Material for the task -
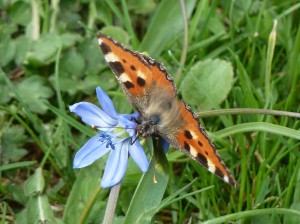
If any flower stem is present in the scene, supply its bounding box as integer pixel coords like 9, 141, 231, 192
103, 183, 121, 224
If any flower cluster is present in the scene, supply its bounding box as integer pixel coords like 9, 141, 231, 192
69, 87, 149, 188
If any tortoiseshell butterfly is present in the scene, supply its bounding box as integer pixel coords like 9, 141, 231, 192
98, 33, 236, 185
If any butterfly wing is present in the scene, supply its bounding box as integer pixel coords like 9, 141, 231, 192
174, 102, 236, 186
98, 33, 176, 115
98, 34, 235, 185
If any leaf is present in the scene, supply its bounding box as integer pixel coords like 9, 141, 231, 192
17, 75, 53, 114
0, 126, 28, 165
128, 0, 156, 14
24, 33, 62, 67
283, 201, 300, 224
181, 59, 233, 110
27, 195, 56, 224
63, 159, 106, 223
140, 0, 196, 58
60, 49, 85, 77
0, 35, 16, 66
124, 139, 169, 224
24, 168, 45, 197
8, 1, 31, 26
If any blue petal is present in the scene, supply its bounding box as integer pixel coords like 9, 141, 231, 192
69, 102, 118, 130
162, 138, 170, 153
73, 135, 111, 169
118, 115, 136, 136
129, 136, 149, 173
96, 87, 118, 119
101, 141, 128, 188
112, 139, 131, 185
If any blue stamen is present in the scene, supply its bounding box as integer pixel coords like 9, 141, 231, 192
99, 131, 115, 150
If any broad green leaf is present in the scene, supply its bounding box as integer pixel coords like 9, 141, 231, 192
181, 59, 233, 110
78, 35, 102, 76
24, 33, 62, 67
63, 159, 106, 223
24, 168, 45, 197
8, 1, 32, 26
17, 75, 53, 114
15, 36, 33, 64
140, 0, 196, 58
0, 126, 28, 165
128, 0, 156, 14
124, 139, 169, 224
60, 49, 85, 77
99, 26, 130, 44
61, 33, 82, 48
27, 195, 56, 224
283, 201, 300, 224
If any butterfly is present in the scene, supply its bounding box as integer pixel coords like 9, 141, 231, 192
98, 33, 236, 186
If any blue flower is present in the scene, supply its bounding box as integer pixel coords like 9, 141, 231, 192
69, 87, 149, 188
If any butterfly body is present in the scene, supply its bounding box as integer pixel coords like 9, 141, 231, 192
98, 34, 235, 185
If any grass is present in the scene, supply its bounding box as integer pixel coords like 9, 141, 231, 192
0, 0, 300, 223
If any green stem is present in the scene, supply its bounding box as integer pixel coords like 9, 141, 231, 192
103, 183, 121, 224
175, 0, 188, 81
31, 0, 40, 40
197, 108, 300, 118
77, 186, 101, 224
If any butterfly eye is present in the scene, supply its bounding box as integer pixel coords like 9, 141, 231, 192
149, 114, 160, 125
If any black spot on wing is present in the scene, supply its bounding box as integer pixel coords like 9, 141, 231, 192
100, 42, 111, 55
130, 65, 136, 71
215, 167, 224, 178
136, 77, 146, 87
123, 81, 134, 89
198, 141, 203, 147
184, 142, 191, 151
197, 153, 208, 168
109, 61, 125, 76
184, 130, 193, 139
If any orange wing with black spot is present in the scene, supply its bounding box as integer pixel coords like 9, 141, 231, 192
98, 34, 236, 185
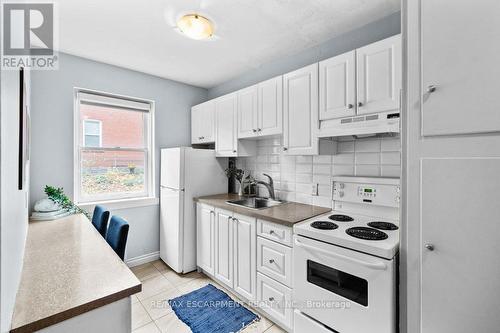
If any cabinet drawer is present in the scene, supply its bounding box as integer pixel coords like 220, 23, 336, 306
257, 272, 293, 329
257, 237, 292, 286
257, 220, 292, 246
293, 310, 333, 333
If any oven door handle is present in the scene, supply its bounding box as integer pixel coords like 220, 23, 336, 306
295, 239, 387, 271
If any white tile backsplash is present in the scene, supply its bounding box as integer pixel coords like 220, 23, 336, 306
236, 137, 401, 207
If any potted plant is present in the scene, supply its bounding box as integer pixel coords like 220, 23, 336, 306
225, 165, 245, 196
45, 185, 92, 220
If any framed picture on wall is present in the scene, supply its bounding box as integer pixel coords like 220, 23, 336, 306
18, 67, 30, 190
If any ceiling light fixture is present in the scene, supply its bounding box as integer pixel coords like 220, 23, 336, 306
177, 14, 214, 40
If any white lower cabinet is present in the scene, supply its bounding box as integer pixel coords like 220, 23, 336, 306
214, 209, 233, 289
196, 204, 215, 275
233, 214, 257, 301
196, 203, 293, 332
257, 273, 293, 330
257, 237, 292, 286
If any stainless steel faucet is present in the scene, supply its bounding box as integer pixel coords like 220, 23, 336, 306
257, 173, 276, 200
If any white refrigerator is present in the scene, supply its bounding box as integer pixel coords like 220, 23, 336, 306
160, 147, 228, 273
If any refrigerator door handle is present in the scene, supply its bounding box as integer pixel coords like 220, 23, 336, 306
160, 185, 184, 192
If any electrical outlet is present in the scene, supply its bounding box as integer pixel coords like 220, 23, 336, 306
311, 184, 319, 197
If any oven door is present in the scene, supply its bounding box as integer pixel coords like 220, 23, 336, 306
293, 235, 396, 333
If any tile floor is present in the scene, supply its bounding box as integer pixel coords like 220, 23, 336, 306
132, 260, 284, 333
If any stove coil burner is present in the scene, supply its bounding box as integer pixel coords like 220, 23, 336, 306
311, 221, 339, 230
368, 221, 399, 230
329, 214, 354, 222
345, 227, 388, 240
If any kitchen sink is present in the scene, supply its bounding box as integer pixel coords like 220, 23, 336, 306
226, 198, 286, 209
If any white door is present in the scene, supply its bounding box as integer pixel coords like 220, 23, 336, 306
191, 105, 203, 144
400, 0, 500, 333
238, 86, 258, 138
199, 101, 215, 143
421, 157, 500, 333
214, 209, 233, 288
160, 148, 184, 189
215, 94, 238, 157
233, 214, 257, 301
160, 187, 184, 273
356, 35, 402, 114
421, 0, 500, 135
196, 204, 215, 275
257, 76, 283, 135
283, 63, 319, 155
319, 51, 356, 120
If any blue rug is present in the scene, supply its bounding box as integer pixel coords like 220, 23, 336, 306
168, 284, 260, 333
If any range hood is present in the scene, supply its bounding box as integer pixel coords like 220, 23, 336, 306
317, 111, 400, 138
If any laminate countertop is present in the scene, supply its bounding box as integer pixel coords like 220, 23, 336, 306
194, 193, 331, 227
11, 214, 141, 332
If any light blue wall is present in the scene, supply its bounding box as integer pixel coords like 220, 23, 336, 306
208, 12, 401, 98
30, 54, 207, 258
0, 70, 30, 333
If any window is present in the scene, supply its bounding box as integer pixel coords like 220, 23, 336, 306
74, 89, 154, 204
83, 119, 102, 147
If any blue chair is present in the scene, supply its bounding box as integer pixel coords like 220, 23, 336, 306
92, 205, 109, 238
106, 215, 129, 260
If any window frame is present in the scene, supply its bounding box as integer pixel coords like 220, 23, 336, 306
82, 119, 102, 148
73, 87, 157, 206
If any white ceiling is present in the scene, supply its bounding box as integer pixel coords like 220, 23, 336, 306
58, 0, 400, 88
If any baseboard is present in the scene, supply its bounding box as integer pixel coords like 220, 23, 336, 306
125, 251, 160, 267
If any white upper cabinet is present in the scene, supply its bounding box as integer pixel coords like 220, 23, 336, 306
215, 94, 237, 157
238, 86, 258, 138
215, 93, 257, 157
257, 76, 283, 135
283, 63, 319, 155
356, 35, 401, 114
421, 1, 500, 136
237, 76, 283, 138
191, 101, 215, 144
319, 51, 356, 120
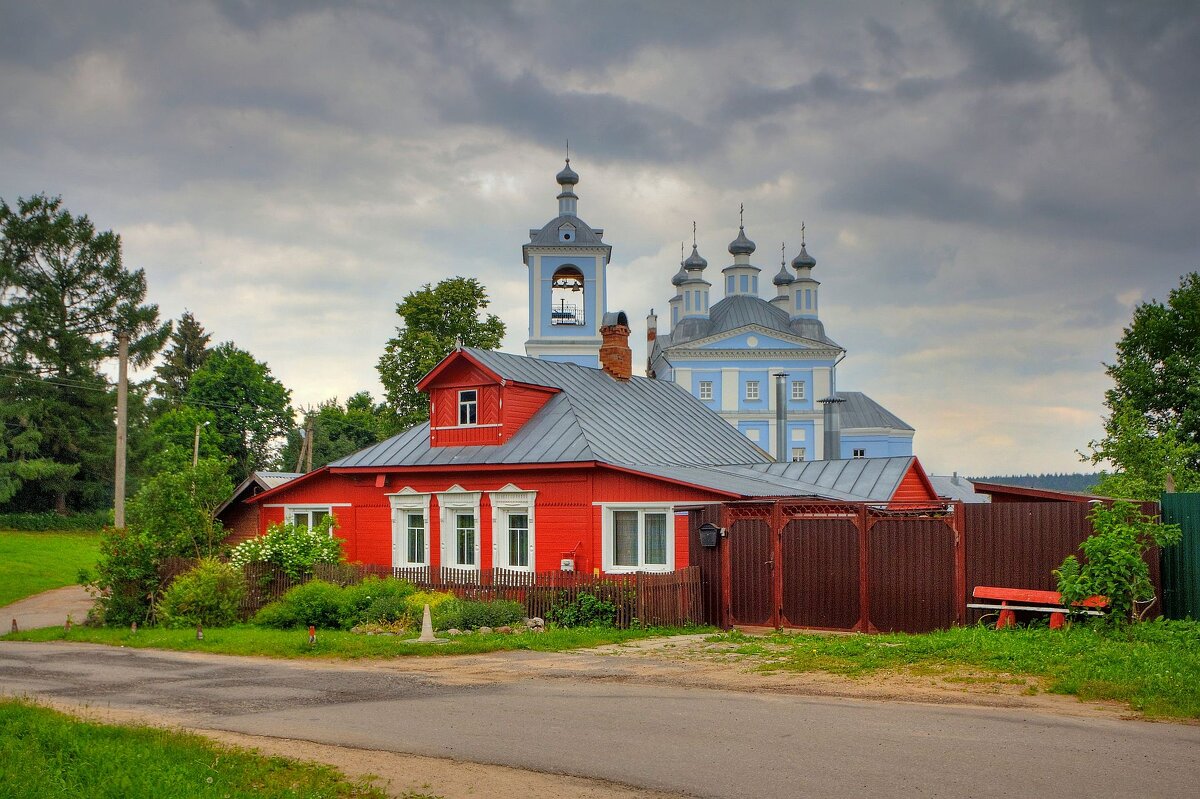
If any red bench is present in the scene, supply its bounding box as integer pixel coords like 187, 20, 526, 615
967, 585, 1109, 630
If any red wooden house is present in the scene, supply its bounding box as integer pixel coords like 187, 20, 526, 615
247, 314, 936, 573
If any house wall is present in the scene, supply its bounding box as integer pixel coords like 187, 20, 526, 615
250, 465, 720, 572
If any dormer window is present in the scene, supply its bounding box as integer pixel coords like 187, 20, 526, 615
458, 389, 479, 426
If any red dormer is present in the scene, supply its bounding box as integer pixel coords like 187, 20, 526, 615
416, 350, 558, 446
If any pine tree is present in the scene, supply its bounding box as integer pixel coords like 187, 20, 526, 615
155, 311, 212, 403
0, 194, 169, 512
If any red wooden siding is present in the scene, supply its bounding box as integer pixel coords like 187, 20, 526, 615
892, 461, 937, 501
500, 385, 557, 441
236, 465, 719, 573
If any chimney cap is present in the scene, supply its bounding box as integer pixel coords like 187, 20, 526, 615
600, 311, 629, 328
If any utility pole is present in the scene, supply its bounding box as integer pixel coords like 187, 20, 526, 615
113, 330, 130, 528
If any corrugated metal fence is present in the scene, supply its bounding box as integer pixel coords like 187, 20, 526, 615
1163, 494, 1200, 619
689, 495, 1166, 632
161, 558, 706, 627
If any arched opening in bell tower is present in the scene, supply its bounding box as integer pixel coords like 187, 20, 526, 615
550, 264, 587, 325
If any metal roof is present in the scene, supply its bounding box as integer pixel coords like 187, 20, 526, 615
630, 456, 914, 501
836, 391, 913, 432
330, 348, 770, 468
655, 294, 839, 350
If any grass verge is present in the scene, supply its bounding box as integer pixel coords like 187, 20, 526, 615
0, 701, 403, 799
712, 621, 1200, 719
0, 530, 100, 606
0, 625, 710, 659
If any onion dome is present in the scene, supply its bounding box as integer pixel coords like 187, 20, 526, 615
==
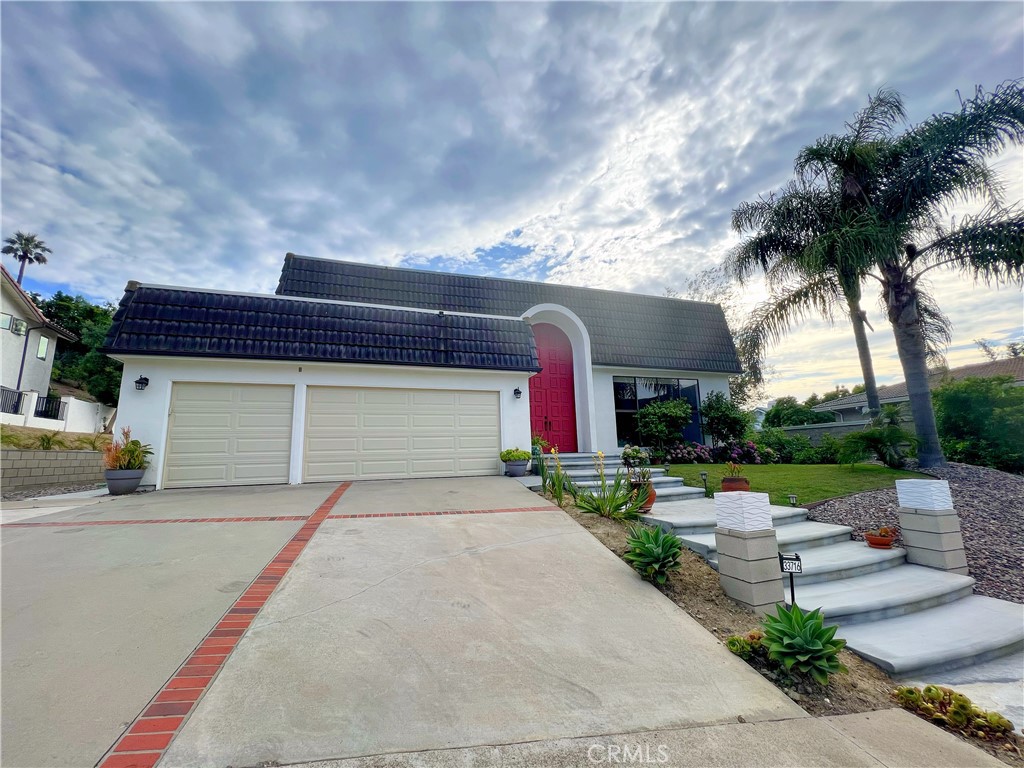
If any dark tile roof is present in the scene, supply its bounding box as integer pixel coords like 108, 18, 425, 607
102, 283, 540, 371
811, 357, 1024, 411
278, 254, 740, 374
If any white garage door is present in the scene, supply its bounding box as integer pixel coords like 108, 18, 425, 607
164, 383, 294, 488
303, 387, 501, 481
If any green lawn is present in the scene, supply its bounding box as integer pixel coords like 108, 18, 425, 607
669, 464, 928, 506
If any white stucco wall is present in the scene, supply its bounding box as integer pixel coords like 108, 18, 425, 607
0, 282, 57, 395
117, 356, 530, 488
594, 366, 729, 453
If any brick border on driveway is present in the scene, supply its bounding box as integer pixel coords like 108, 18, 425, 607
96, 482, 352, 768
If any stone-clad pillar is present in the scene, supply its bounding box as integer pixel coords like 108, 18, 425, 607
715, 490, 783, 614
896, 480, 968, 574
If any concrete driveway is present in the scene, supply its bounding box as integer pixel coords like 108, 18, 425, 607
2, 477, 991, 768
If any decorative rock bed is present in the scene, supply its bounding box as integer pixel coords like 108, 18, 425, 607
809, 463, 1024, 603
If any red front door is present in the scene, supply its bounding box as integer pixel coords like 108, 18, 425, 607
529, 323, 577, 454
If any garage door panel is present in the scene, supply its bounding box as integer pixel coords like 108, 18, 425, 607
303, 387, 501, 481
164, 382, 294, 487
--
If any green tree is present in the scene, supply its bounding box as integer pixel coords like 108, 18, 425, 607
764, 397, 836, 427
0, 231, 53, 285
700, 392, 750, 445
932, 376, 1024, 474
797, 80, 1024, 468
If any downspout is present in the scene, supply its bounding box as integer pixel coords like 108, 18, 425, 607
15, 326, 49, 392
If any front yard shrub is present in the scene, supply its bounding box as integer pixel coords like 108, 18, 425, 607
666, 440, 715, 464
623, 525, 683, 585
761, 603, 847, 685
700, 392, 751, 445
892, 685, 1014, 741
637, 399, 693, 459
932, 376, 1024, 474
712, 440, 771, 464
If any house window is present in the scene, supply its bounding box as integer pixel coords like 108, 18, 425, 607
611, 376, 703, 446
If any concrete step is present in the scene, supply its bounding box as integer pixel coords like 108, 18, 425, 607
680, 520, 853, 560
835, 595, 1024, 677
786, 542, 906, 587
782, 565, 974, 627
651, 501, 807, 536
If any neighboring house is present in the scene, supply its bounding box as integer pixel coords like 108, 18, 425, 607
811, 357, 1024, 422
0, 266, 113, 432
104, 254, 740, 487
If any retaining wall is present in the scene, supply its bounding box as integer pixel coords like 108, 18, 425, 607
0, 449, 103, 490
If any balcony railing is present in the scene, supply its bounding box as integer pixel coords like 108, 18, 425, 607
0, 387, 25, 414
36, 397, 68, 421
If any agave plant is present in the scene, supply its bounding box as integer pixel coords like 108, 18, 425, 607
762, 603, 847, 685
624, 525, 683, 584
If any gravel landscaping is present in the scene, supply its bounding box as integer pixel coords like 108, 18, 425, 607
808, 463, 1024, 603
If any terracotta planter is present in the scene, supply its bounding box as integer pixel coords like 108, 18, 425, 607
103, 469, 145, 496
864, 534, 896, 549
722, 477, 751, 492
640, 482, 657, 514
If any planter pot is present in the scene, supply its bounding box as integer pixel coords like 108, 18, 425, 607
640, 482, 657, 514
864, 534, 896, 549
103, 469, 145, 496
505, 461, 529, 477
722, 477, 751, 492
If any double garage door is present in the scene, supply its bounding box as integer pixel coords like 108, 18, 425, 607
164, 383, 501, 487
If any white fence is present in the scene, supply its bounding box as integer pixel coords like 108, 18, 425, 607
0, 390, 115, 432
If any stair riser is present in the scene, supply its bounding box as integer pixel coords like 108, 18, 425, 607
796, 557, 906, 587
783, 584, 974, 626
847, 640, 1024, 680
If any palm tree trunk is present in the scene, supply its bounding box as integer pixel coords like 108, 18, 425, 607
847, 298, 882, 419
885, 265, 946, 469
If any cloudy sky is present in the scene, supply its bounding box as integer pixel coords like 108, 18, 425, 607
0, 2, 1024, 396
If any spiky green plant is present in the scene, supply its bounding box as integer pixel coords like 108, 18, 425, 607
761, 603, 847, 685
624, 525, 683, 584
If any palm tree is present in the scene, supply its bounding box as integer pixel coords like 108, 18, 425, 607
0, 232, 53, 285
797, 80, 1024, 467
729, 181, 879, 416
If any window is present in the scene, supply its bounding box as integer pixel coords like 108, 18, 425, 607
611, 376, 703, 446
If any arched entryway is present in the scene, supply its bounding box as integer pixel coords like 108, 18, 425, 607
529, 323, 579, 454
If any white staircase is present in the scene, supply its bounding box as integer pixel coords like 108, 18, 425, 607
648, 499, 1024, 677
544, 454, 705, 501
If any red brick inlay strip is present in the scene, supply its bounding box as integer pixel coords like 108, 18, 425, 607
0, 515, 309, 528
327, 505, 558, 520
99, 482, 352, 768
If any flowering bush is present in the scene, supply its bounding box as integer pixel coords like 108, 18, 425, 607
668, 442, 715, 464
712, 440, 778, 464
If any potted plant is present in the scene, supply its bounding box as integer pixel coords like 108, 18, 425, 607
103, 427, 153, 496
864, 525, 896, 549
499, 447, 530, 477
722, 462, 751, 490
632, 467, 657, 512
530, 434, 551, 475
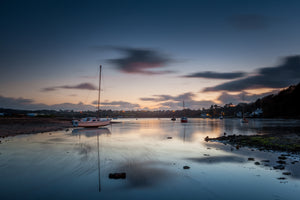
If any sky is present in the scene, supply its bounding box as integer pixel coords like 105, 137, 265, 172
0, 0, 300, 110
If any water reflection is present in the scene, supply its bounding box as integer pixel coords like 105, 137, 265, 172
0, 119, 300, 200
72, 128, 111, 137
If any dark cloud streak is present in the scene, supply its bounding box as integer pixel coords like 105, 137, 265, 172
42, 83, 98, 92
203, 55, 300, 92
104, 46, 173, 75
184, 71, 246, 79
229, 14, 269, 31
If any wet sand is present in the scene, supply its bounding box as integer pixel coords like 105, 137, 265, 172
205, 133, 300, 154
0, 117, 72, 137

Requirement - In the records from the line containing "If any white garage" through the line containing "164, 382, 294, 487", swap "present" for "visible" and leave everything else unchanged. Give only that stretch.

Final answer -
If any white garage door is visible in the scene, supply its bounding box as integer pixel coords like 108, 18, 425, 607
164, 383, 294, 488
303, 387, 501, 481
If any green lawn is visible in the scene, supply its bounding box as integer pixel coords like 108, 18, 425, 607
669, 464, 928, 506
If any white stucco wall is visible in the scene, supply its bounding box as integer pixel coords like 108, 18, 425, 607
0, 282, 57, 395
117, 356, 530, 488
594, 366, 729, 453
If any brick border on driveway is visible in the scene, supply its bounding box as integer pixel coords like 108, 18, 425, 607
96, 482, 352, 768
If any stone-clad pillar is visible in the scene, supply its bounding box as integer pixel coords like 108, 18, 425, 607
715, 490, 783, 614
896, 480, 968, 574
If any concrete driveway is visible in the scene, supply its bounding box as integer pixel coords like 108, 18, 425, 607
2, 477, 991, 768
If any decorative rock bed is visible in the scene, supply its bounding box as integer pixel coords like 108, 18, 425, 607
809, 463, 1024, 603
If any red front door is visible in the scene, supply its bounding box as integer pixel coords like 108, 18, 425, 607
529, 323, 577, 454
If any garage door panel is visible in the scene, supply its bounding box as integer pixel coords like 108, 18, 425, 607
303, 387, 501, 481
164, 382, 294, 487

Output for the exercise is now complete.